**Written problem**
Quote the rows below word for word, from the start of the rows through the line that contains "xmin=370 ymin=655 xmax=426 ymax=703", including that line. Leave the pictures out of your answer.

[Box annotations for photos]

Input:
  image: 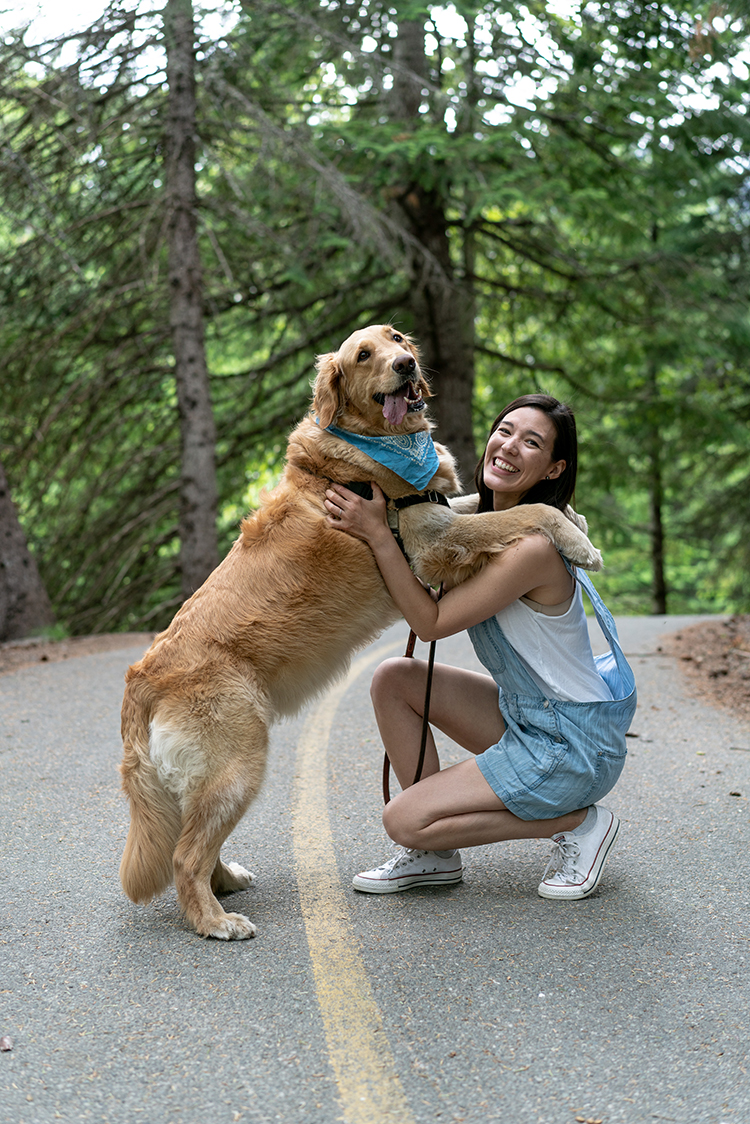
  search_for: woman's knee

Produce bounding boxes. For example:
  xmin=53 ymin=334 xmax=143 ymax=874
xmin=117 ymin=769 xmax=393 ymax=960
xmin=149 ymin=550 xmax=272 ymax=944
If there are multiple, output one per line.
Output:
xmin=370 ymin=655 xmax=426 ymax=703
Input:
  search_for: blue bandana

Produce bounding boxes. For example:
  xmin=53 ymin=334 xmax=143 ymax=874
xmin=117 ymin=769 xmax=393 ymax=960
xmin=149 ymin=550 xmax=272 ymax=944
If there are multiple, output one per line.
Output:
xmin=326 ymin=425 xmax=440 ymax=491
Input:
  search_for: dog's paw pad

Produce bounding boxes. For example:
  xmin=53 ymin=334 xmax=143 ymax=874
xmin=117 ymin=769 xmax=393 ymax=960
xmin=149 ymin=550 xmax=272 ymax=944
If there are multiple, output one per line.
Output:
xmin=206 ymin=914 xmax=255 ymax=941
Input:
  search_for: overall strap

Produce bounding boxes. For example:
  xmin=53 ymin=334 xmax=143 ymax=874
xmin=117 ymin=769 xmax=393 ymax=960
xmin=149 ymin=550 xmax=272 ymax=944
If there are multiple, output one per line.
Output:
xmin=560 ymin=555 xmax=635 ymax=689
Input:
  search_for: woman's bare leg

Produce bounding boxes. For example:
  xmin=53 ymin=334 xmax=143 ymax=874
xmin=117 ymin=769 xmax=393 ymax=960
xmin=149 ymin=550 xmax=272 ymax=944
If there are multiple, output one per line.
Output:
xmin=382 ymin=760 xmax=586 ymax=851
xmin=370 ymin=659 xmax=505 ymax=788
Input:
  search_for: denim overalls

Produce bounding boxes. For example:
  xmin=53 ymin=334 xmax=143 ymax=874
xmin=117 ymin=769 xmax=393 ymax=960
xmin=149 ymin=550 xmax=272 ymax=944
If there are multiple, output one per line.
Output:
xmin=469 ymin=559 xmax=636 ymax=819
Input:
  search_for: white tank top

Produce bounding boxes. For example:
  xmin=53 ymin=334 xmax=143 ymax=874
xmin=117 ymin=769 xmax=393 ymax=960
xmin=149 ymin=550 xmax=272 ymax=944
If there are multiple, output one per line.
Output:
xmin=497 ymin=582 xmax=612 ymax=703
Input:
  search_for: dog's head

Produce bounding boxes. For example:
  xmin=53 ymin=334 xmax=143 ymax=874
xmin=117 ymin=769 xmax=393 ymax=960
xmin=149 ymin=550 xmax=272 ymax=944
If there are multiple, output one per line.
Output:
xmin=313 ymin=324 xmax=431 ymax=436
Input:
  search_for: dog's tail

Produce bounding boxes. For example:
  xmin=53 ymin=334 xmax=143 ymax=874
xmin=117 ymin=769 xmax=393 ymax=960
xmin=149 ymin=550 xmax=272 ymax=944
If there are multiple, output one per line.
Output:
xmin=119 ymin=677 xmax=182 ymax=901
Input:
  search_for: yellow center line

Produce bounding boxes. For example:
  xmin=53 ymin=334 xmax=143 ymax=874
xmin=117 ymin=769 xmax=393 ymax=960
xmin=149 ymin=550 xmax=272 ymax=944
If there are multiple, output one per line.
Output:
xmin=293 ymin=644 xmax=414 ymax=1124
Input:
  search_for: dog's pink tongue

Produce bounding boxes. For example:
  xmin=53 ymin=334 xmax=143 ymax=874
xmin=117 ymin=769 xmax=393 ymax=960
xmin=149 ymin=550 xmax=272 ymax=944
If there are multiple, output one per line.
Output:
xmin=382 ymin=393 xmax=408 ymax=425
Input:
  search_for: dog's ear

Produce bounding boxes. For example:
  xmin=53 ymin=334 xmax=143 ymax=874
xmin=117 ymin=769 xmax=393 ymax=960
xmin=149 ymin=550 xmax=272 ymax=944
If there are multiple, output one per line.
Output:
xmin=313 ymin=352 xmax=344 ymax=429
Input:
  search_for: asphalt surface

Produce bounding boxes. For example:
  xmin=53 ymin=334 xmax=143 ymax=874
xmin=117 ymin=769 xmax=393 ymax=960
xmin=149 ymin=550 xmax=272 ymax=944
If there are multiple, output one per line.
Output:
xmin=0 ymin=618 xmax=750 ymax=1124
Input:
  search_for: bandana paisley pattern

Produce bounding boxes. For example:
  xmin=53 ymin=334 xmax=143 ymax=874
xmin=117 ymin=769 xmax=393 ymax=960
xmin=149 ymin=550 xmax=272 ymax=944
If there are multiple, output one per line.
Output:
xmin=326 ymin=425 xmax=440 ymax=491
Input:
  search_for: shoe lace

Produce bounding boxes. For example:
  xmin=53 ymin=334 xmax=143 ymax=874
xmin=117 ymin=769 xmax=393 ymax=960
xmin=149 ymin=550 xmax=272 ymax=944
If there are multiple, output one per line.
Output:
xmin=543 ymin=835 xmax=580 ymax=882
xmin=379 ymin=846 xmax=417 ymax=873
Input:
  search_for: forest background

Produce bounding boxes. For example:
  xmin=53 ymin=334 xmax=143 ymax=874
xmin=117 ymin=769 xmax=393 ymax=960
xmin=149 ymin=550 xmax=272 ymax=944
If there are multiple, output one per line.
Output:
xmin=0 ymin=0 xmax=750 ymax=640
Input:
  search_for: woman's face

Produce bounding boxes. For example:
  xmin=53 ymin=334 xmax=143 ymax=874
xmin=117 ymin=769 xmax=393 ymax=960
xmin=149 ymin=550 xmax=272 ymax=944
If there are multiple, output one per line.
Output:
xmin=485 ymin=406 xmax=566 ymax=511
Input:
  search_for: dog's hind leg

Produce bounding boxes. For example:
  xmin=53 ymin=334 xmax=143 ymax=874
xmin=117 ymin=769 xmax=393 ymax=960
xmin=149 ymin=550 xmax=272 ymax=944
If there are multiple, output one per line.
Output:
xmin=172 ymin=715 xmax=268 ymax=941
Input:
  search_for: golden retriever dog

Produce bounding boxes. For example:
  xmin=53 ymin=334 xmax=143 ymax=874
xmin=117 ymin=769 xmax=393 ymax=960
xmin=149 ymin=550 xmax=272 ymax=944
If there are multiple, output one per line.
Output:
xmin=120 ymin=325 xmax=600 ymax=940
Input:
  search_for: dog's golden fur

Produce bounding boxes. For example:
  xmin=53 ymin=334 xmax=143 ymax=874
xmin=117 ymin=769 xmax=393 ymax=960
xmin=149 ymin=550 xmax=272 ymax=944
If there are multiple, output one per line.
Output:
xmin=120 ymin=325 xmax=600 ymax=940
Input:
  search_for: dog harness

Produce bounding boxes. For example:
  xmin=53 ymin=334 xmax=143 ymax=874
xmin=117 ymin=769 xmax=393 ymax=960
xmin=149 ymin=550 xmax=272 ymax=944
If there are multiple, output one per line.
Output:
xmin=344 ymin=480 xmax=451 ymax=562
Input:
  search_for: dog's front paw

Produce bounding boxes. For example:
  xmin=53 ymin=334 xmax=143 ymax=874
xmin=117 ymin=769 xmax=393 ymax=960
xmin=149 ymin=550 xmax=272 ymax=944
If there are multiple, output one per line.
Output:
xmin=567 ymin=538 xmax=604 ymax=571
xmin=201 ymin=914 xmax=255 ymax=941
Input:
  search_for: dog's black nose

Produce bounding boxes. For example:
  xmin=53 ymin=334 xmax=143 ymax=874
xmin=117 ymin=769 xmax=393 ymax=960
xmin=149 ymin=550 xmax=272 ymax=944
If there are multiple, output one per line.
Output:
xmin=390 ymin=352 xmax=417 ymax=374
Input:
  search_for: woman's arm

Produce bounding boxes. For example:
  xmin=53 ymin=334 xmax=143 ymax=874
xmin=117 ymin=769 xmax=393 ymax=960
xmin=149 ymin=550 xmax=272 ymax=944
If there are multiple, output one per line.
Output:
xmin=325 ymin=483 xmax=569 ymax=641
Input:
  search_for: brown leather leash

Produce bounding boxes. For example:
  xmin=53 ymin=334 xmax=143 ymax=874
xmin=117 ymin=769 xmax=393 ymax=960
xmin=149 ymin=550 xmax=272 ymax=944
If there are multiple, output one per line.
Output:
xmin=382 ymin=584 xmax=443 ymax=804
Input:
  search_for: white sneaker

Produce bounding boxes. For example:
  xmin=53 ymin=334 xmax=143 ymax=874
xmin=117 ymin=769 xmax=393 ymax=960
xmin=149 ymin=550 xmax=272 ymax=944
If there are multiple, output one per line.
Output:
xmin=352 ymin=847 xmax=463 ymax=894
xmin=539 ymin=805 xmax=620 ymax=900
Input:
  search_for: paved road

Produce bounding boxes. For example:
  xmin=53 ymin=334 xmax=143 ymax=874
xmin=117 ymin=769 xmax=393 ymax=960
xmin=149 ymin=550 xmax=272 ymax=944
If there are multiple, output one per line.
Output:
xmin=0 ymin=618 xmax=750 ymax=1124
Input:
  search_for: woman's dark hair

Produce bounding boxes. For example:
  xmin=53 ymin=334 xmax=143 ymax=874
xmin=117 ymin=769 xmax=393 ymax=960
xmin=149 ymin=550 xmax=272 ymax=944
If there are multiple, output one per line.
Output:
xmin=475 ymin=395 xmax=578 ymax=511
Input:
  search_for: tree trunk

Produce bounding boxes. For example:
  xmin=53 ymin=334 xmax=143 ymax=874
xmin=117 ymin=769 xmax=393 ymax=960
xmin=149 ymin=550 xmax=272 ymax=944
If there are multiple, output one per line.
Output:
xmin=164 ymin=0 xmax=219 ymax=597
xmin=387 ymin=20 xmax=477 ymax=490
xmin=0 ymin=464 xmax=55 ymax=643
xmin=647 ymin=361 xmax=667 ymax=616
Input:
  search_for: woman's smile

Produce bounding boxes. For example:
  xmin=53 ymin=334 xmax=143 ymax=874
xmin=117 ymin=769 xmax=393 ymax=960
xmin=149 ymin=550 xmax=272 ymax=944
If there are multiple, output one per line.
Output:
xmin=485 ymin=406 xmax=566 ymax=510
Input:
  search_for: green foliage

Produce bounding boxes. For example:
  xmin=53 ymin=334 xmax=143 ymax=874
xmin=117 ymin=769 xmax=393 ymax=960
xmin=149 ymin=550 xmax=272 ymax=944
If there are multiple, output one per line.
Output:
xmin=0 ymin=0 xmax=750 ymax=633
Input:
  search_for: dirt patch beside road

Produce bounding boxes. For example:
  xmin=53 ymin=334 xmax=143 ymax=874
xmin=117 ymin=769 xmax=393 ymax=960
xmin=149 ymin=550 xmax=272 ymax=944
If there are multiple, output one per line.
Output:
xmin=5 ymin=615 xmax=750 ymax=720
xmin=661 ymin=615 xmax=750 ymax=722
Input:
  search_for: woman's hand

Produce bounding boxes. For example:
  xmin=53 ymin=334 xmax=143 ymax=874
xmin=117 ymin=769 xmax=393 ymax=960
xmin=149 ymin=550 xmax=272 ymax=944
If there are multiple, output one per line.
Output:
xmin=324 ymin=482 xmax=390 ymax=545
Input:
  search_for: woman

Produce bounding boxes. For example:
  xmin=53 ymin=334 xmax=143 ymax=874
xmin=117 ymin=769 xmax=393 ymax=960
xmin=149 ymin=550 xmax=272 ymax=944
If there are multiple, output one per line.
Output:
xmin=326 ymin=395 xmax=635 ymax=899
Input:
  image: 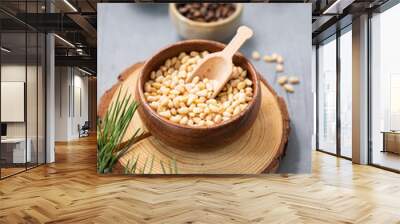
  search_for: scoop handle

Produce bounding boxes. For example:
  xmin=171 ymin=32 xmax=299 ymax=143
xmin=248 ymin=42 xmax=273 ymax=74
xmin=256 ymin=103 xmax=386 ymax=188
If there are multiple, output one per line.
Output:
xmin=221 ymin=26 xmax=253 ymax=58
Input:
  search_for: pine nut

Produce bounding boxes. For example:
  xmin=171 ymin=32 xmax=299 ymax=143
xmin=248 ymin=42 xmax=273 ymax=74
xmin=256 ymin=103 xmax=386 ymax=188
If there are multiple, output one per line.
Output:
xmin=144 ymin=51 xmax=253 ymax=126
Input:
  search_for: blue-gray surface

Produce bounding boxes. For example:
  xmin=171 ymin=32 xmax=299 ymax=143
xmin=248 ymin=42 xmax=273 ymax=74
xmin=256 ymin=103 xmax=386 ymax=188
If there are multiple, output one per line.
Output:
xmin=97 ymin=3 xmax=313 ymax=173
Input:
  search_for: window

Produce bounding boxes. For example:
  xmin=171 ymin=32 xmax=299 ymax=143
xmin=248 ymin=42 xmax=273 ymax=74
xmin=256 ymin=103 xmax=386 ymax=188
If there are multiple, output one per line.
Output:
xmin=340 ymin=26 xmax=353 ymax=158
xmin=317 ymin=37 xmax=336 ymax=153
xmin=370 ymin=2 xmax=400 ymax=170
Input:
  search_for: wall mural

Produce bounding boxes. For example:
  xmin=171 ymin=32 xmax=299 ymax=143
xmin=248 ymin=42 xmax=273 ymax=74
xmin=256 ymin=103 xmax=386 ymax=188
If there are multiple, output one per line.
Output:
xmin=97 ymin=3 xmax=313 ymax=174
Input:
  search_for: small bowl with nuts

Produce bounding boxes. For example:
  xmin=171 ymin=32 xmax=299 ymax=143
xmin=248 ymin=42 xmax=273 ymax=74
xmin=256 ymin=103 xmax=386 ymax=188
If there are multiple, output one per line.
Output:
xmin=135 ymin=40 xmax=261 ymax=150
xmin=169 ymin=3 xmax=243 ymax=41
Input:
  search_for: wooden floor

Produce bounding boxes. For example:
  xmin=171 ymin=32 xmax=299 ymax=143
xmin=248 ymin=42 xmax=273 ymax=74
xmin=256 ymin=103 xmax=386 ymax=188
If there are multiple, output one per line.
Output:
xmin=0 ymin=138 xmax=400 ymax=224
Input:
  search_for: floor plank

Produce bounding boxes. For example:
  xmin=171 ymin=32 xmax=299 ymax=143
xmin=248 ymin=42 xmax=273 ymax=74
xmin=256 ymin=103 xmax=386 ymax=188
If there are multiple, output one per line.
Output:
xmin=0 ymin=137 xmax=400 ymax=223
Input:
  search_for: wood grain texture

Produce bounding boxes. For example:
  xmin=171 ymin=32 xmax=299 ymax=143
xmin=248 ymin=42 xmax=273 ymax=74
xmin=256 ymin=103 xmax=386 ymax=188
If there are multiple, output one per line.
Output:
xmin=100 ymin=62 xmax=289 ymax=174
xmin=135 ymin=40 xmax=262 ymax=150
xmin=0 ymin=137 xmax=400 ymax=224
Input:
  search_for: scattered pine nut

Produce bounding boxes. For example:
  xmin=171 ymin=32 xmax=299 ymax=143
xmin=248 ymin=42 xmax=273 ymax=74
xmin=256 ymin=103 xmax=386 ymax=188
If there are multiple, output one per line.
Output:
xmin=288 ymin=76 xmax=300 ymax=84
xmin=283 ymin=83 xmax=294 ymax=93
xmin=275 ymin=64 xmax=284 ymax=72
xmin=276 ymin=55 xmax=283 ymax=64
xmin=251 ymin=51 xmax=261 ymax=61
xmin=263 ymin=55 xmax=276 ymax=63
xmin=277 ymin=75 xmax=288 ymax=86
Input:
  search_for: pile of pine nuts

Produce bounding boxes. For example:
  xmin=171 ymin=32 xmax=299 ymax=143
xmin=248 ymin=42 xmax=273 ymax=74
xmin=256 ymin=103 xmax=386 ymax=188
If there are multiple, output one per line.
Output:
xmin=144 ymin=51 xmax=253 ymax=126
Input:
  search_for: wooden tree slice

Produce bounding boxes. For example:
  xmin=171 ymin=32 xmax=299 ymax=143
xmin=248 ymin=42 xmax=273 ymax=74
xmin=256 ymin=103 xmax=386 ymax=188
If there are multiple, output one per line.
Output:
xmin=98 ymin=64 xmax=290 ymax=174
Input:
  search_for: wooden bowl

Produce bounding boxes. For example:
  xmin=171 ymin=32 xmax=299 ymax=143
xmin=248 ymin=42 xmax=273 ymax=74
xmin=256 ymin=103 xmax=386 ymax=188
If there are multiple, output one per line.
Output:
xmin=169 ymin=3 xmax=243 ymax=41
xmin=135 ymin=40 xmax=261 ymax=150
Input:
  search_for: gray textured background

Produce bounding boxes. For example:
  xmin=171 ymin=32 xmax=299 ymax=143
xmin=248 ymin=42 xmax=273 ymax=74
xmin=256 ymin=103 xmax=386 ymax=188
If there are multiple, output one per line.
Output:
xmin=97 ymin=3 xmax=313 ymax=173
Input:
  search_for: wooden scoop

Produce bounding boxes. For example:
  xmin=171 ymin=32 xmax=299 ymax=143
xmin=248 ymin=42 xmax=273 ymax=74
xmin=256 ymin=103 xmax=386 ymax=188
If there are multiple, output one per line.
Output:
xmin=188 ymin=26 xmax=253 ymax=98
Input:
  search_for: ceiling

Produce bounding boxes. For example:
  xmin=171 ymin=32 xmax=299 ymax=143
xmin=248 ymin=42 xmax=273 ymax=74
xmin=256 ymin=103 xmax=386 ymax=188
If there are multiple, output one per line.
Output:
xmin=0 ymin=0 xmax=394 ymax=72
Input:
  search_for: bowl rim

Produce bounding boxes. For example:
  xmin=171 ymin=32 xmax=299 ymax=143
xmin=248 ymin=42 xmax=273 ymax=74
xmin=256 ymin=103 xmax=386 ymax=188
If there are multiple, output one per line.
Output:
xmin=136 ymin=39 xmax=261 ymax=130
xmin=169 ymin=3 xmax=243 ymax=27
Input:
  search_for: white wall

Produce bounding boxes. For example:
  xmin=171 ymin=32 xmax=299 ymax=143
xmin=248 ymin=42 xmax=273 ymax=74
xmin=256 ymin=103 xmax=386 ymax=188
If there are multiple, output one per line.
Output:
xmin=55 ymin=67 xmax=88 ymax=141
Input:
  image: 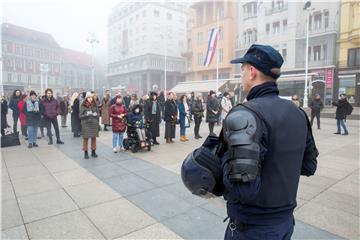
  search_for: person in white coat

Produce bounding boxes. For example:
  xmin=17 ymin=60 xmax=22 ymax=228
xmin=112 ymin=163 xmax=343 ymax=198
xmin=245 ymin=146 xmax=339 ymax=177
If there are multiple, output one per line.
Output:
xmin=221 ymin=92 xmax=232 ymax=124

**Written reply**
Input:
  image: 
  search_for: woman's knee

Produce bounding boxes. For example:
  xmin=53 ymin=334 xmax=143 ymax=874
xmin=117 ymin=769 xmax=393 ymax=960
xmin=149 ymin=550 xmax=272 ymax=944
If there are multiple, output one per line.
Output:
xmin=370 ymin=655 xmax=426 ymax=703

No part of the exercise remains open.